指示 A >> 原文によると、相談してきた人が運営する音楽ダウンロードサイトは、どのような音楽を扱うサイトでしたか。

原文 >>

+-------+

マーケティング・コンサルタント弓削徹 -273ページ目

ダウンロードサイト事例~解決編

泣く子も笑う通販サイト2

まずは、ビジネスモデルに対するとらえ方から。企業は骨太の理念なくしては長生きできません。このサイトは世の役に立つ商品を提供しているのですから、きちんとした「ミッション」を胸に、ビジネス構築をしていくべきなのです。

そのときのサイトデザインは普通の広告か、雑誌の通販ページのようなフレームの集まりになっていて、「とにかく買って」という雰囲気でした。商品の性質上、十分な説明や説得が必要なのに。

そこで、ミッションの例として「この国から夜泣きに苦しむお母さんをなくしたい」を挙げ、説明しました。初めての育児に悩む新米お母さん、育児ノイローゼのあげくに子殺し…。そんな社会に向かって「有効な解決策があるのよ、音楽ひとつで変わるのよ」と、啓蒙してあげてほしいのです、NPOのように。

そう考えると、サイトの構造も変わってきます。トップページは、子育てに戸惑う新米ママのよきおばあちゃんのように、育児の大変さに共感し、知恵や情報を伝える駆け込み寺になります。その後におっとりと音楽商品へと導入、もちろんユーザビリティも見直します。

そして、広報活動がキモ。こうした一見伝わりにくい商材こそ、そして社会に貢献できる商品こそ、パブリシティにうってつけです。新聞、雑誌、テレビに上手にリリースを提供すれば、必ず取り上げられるタイプの商品です。

また、商品購入形態はダウンロードが中心なのですが、育児に手が離せないお母さんには不向きな販売方法かもしれません。むしろ、CD-Rやギフト需要を強く意識した方がよいでしょう。そして、3ヵ月後ぐらいに詳細なアクセス解析を行い、さらに見直しを行う。そこまでやれば、成功は見えてくる。そうしたらキーワード広告や類似セグメントサイトへのPPC広告出稿を始めます。

まだまだ、必要なことはあるのですが、とりあえずはここまで。

ダウンロードサイト事例~課題編

泣く子も黙る通販サイト1

このブログを見てご連絡をくれたのは、音楽ダウンロードサイトであるMを運営している方でした。

音楽ダウンロードといっても、ITMSのようなオールラウンドなものではなく、夜泣きする赤ちゃんに聴かせる「胎内音入り子守歌」というエッジなサイトです。立ち上げから数ヵ月、販売高が伸び悩んでいる、というご相談でした。

胎内音には当然、心臓音もあり、血流の音なども含まれるそうで、そのサウンドには泣きぐずっていた赤ちゃんを落ち着かせ、眠りに誘う効果があるというのです。

最近、育児ノイローゼになってしまった母親による子殺しの報道も多く、夜泣きする赤ちゃんを抱えるお母さんには切実な問題なのですね。ビジネスモデルとしても面白いし、とにかく困っている人を救うことができる点がすばらしい。

運営している方は、もともと音楽畑の方で、ご自身も一児の母。数日後に面談するお約束をしつつ、そのサイトを閲覧してみました。

と、失礼ですが、このサイトの作りが問題ありありなのですね。通販サイトとしての基本は押さえているところは上手なのですが、一見、広告ページのようなレイアウト。ビジネスモデルに対する認識が、そこに表れているようでした。

+-------+

指示 B >> 下の記録をすべて、空行を除いて「番号」と「記録の行」の二列からなるMarkdownの表に変換しなさい。画像は出力に含めないこと。

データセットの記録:
+-------+

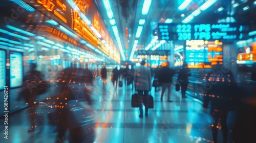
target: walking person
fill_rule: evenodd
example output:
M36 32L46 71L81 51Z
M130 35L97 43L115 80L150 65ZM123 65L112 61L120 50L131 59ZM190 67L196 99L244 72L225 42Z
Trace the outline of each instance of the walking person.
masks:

+-------+

出力 A >> 夜泣きする赤ちゃんに聴かせる「胎内音入り子守歌」を扱うサイトでした。

出力 B >>
| 番号 | 記録の行 |
|---|---|
| 1 | target: walking person |
| 2 | fill_rule: evenodd |
| 3 | example output: |
| 4 | M36 32L46 71L81 51Z |
| 5 | M130 35L97 43L115 80L150 65ZM123 65L112 61L120 50L131 59ZM190 67L196 99L244 72L225 42Z |
| 6 | Trace the outline of each instance of the walking person. |
| 7 | masks: |